Competition Chocolate Chip Cookies

Growing up, I was a competitive dancer. Ballet, tap, jazz, lyrical, musical theatre, you name it, I did it. By the time I was in high school, I had a show or competition at least one, if not four, weekends a month. During the summer, my mom and I would travel with the other dancers from my studio to competitions across the country. I loved every minute of it, learned invaluable life lessons, and made so many wonderful memories.

One of the clearest memories for me was when Mr. Bob, who had two daughters at the studio, would bring his famous chocolate chip cookies to each competition. They were magical. You might not know this, but dancers are unbelievably superstitious. These cookies were good luck in concrete form.

A few *ahem* years later, I am now a teacher at the same dance studio where I grew up. My sassy little dancer girls have one of their first competitions tomorrow. Mr. Bob’s daughters have, of course, grown up and moved on. How can I let my little ones go on stage without some chocolaty good luck? I can’t.

Isn’t it funny the things that make you feel so nostalgic and so old?

- INSTRUCTIONS -
• a. In the chocolate chip cookie post, who brought the famous chocolate chip cookies to each competition?
• b. Explain why the chocolate chip cookie post says Mr. Bob's cookies meant so much to the dancers.
• c. Duplicate everything in the chocolate chip cookie post from "Growing up, I" down to "many wonderful memories.".
Use only the chocolate chip cookie post to respond.

- RAW DATA -
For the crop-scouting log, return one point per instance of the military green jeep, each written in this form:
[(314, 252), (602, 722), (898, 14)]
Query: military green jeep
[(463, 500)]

- OUTPUTS IN ORDER -
• a. Mr. Bob, who had two daughters at the studio, brought them.

• b. The post says dancers are unbelievably superstitious. To them, Mr. Bob's cookies were good luck in concrete form.

• c.
Growing up, I was a competitive dancer. Ballet, tap, jazz, lyrical, musical theatre, you name it, I did it. By the time I was in high school, I had a show or competition at least one, if not four, weekends a month. During the summer, my mom and I would travel with the other dancers from my studio to competitions across the country. I loved every minute of it, learned invaluable life lessons, and made so many wonderful memories.